### What you are asked to do
List every line of the rows below that contains the word "positive".

### Extracted data
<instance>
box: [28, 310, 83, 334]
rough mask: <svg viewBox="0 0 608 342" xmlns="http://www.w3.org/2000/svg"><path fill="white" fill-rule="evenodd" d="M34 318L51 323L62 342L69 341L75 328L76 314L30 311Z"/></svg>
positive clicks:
---
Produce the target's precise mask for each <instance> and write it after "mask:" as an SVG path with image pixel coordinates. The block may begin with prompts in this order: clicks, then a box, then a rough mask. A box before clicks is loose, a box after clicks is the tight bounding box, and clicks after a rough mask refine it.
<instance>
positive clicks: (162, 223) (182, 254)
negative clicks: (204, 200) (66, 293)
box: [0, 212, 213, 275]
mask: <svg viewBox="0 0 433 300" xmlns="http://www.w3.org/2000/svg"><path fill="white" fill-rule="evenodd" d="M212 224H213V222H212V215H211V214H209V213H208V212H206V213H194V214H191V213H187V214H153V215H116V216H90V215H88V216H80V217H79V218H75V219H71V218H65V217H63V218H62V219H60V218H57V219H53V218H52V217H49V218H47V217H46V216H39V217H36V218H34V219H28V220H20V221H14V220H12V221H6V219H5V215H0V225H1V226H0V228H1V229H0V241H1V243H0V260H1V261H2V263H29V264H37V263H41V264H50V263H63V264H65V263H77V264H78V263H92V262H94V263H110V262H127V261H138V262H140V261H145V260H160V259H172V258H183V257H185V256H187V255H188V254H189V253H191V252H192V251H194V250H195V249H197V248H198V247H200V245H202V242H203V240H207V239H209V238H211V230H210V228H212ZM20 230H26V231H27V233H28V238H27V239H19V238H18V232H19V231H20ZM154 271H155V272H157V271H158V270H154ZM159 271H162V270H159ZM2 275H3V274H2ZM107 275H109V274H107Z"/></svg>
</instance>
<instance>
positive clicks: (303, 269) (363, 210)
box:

### Reply to the exercise
positive clicks:
positive clicks: (162, 223) (182, 254)
positive clicks: (303, 269) (363, 210)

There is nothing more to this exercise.